Il existe pourtant bien un individualisme du lettré, ainsi que d’autres indices nombreux le laissent croire. Tel personnage de Zola, dans L’Argent, fait preuve d’un « cynisme de lettré désabusé9 ». Zola encore affirme que le propre du lettré (auquel il ne s’identifie pas), c’est de chercher « l’original10 ». Verlaine évoque son propre « pauvre orgueil lettré11 ». Huysmans (mais celui d’À Rebours cette fois) fait de Des Esseintes le modèle achevé de ce lettré retiré, cultivant sa personnalité sans plus entretenir de relation avec les autres hommes, entouré de ses seuls livres et de ses curiosités esthétiques. Un tel lettré est loin du Montaigne serein retiré en sa bibliothèque, loin même du mandarin de l’Université ; mais c’est bien encore un lettré, dans une version épuisée, « décadente » comme on dit alors. C’est la sensibilité qui domine dans l’école symboliste : chez Mallarmé, chez Joséphin Péladan, chez Remy de Gourmont. Dans un registre légèrement différent, ce sera encore le jeune Barrès égotiste, qui caractérise rétrospectivement son premier roman, Sous l’œil des barbares, comme « monographie » ou « théorie de l’individualisme12 ». On nomme ce lettré individualiste dilettante, esthète, homme au tempérament « artiste », autant de termes quasi-permutables dans le discours du temps (par exemple chez les frères Goncourt, qui parlent souvent de « lettrés artistes13 »). À ce titre, il n’est plus guère distinguable de l’écrivain ou du créateur : auteur et lecteur se superposent dans la recherche égotiste de la formation et de la fortification de soi. On le voit bien dans la diatribe que lance Maurras dans L’Avenir de l’intelligence : « La situation morale du lettré français en 1905 n’est plus du tout ce qu’elle était en 1850. La réputation de l’écrivain est perdue. Écrire partout, tout signer, s’appliquer à donner l’impression qu’on n’est pas l’organe d’un journal, mais l’organe de sa propre pensée, cela défend à peine du discrédit commun14. » S’il use des mots de « lettré », d’« écrivain » et de « journaliste » comme des synonymes, c’est que ces figures se rejoignent toutes dans un même individualisme étroit, dans l’obsession de leur « propre pensée ». En pure contradiction, ils communient dans l’individualisme, que Maurras exècre tant.

# TÂCHES À RÉALISER:
A - Reprenez les lignes des enregistrements depuis celle qui contient « Target: green wooden door » jusqu'à la fin des enregistrements incluse, consignes comprises, en décalant de 26 chaque nombre des coordonnées données en réponse. Omettez les images.
B - Veuillez écrire la suite de l'extrait sur l'individualisme du lettré, à partir de sa dernière phrase.

# DONNÉES DE L'EXERCICE:
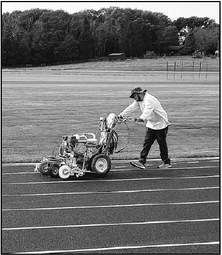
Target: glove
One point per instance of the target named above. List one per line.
(120, 117)
(139, 120)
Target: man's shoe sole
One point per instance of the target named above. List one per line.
(134, 164)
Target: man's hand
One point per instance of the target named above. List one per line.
(120, 117)
(139, 120)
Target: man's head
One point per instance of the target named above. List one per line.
(137, 94)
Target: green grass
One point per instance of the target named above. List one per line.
(40, 105)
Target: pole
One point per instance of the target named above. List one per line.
(200, 69)
(167, 70)
(181, 70)
(174, 69)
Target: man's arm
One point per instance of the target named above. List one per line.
(147, 111)
(131, 108)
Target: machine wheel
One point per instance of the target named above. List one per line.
(64, 172)
(54, 172)
(45, 168)
(101, 164)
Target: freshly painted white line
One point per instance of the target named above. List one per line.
(113, 224)
(108, 206)
(113, 180)
(109, 192)
(121, 248)
(116, 169)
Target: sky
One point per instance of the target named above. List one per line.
(172, 9)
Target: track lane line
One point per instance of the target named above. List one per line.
(108, 206)
(112, 224)
(123, 248)
(112, 180)
(109, 192)
(133, 169)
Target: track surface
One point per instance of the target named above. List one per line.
(131, 210)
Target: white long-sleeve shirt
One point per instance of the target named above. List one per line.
(152, 112)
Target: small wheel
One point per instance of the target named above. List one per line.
(101, 164)
(64, 172)
(54, 172)
(45, 168)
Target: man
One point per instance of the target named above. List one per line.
(157, 125)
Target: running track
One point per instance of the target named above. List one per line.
(130, 211)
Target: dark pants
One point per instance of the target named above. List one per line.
(150, 137)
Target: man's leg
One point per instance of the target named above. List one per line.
(150, 137)
(161, 139)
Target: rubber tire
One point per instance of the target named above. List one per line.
(101, 164)
(54, 172)
(64, 172)
(44, 168)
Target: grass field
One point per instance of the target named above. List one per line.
(40, 105)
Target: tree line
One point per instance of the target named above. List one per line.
(39, 36)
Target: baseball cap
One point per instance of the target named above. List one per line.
(136, 91)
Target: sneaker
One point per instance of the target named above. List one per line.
(138, 164)
(165, 165)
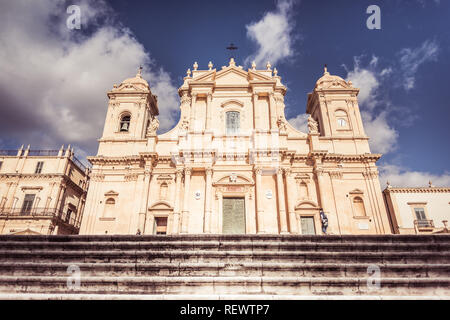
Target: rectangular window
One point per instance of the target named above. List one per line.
(422, 221)
(69, 213)
(27, 203)
(308, 225)
(160, 225)
(233, 122)
(39, 166)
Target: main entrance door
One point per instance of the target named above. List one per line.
(233, 216)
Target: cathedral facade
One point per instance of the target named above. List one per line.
(233, 164)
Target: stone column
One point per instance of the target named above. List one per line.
(256, 121)
(281, 201)
(208, 111)
(176, 211)
(144, 200)
(259, 198)
(208, 195)
(187, 198)
(291, 198)
(333, 222)
(273, 112)
(192, 120)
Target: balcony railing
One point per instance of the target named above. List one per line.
(8, 152)
(78, 163)
(36, 213)
(43, 153)
(424, 224)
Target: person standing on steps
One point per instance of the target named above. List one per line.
(323, 220)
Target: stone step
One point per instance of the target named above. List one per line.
(226, 285)
(225, 256)
(437, 238)
(224, 269)
(224, 246)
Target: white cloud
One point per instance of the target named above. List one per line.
(383, 138)
(53, 81)
(411, 59)
(273, 35)
(300, 122)
(401, 177)
(367, 80)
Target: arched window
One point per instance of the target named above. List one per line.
(125, 123)
(233, 122)
(342, 118)
(109, 207)
(163, 191)
(358, 206)
(303, 190)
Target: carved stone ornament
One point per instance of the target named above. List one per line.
(153, 126)
(281, 123)
(313, 126)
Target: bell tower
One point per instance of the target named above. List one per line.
(334, 110)
(132, 111)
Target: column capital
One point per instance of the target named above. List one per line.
(179, 173)
(287, 172)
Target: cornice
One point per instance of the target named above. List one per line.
(418, 190)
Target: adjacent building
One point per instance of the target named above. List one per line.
(41, 191)
(418, 210)
(233, 164)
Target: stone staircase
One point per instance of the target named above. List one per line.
(224, 266)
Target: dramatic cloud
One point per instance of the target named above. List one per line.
(53, 80)
(273, 35)
(383, 138)
(401, 177)
(412, 59)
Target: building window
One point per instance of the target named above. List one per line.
(163, 191)
(342, 118)
(233, 122)
(109, 207)
(39, 166)
(69, 213)
(27, 203)
(303, 190)
(307, 223)
(358, 206)
(342, 122)
(422, 221)
(160, 226)
(125, 123)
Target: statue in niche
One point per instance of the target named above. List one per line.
(281, 124)
(313, 126)
(184, 125)
(153, 126)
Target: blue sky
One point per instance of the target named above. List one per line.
(64, 74)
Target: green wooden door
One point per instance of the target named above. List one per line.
(233, 216)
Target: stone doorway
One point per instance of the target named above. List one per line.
(233, 216)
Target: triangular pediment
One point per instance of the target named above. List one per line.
(232, 75)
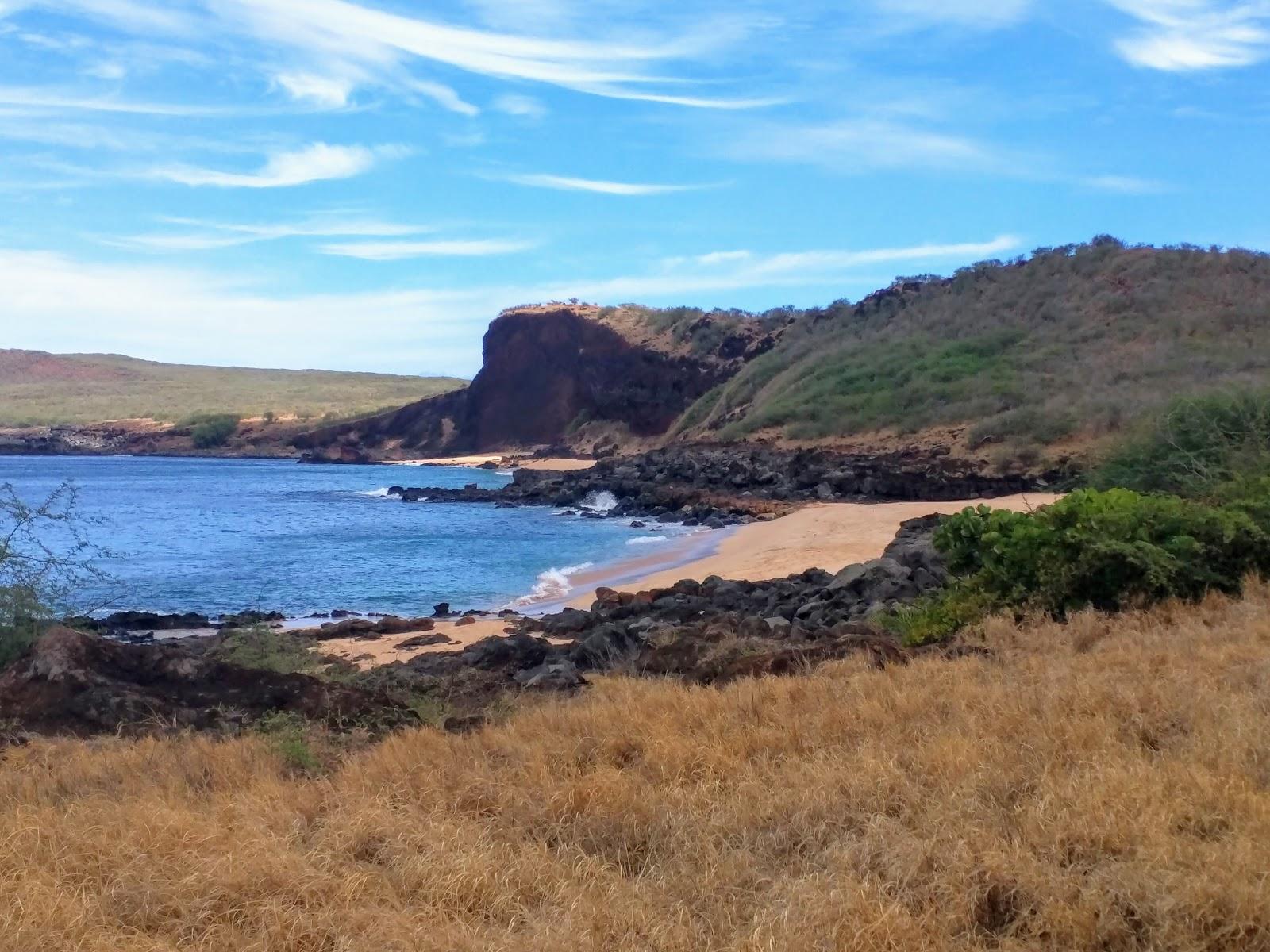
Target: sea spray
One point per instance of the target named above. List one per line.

# RÉPONSES ATTENDUES:
A -
Target: green wooden door
One point per instance of the target named above. List one per line.
(259, 242)
Target: stone doorway
One point per instance of the target named above. List one per line.
(259, 242)
Target: triangular pediment
One point per instance of the target named above. List one per line.
(258, 101)
Target: sea spray
One point per instance of the target named above. List one per line.

B -
En semblant négliger la société au profit de son vagabondage esthétique personnel et capricieux, le dilettante fait donc preuve d’une irresponsabilité scandaleuse. Pour le Jean-Christophe de Romain Rolland, le « dilettante français » joue un « jeu où l’on ne risque rien15 », à la façon du Suisse Amiel, qui pouvait écrire au milieu du siècle : « je suis […] resté un pur dilettante dans la vie, amateur en beaucoup de choses, ne convoitant aucune maîtrise, et profitant en touriste de mon irresponsabilité16 ». C’est à ce titre que le modèle du lettré-dilettante, de l’esthète irresponsable, peut-être « antisocial », vient s’inscrire dans une vaste série de figures récurrentes dans le discours des défenseurs de l’individualisme comme de ses contempteurs – tous ces contre-modèles dont Péguy, par exemple, tenait à distinguer le « père de famille » idéal, « aventurier du monde moderne » : « le célibataire, l’homme libre, le non-prisonnier, le non-otage, le délié, le non-lié, l’inlié, le ne-jamais-lié, le faufilateur, l’homme aux pieds légers, le coureur, le faiseur de bombes, le bambocheur, l’homme alerte17 ». Il y a chez le dilettante une légèreté insoutenable, qui l’apparente dans la polémique à toutes les figures évanescentes de l’individualisme et de l’égotisme.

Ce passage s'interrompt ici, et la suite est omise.